*** Opening Data provided ***

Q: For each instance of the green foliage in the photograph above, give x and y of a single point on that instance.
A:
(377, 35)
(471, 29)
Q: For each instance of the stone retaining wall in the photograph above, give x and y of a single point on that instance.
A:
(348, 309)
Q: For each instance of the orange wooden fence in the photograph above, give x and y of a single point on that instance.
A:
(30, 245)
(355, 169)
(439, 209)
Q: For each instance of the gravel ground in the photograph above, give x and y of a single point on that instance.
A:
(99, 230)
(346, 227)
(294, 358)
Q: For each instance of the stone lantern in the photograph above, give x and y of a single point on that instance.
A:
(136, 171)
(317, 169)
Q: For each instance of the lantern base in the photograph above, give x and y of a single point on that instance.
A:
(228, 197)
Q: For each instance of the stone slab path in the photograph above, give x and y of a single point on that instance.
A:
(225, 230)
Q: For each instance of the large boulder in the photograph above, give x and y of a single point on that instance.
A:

*** Closing Data provided ***

Task description
Beginning at the line containing "Q: For each instance of the orange", repeat each line exactly through the last line of the entries, and include no other lines.

Exercise answer
Q: For each instance of the orange wooden fence in the photograph above, give x and y of a single point on that instance.
A:
(30, 245)
(355, 169)
(439, 209)
Q: For each instance of the gravel ground in the photograph above, give x and y of a single point on that instance.
A:
(99, 230)
(346, 227)
(294, 358)
Q: For each instance of the stone lantern in the photograph above, give x and y of a single point on that instance.
A:
(136, 171)
(317, 169)
Q: For each instance of the lantern base in the photograph above, give x and y of a single point on that instance.
A:
(228, 197)
Q: For each instance of the stone slab path in the photograph above, give x and y of a single point on that instance.
A:
(225, 230)
Q: For each instance of the large boulder in the photograph above, give x and y of a single point on that instance.
A:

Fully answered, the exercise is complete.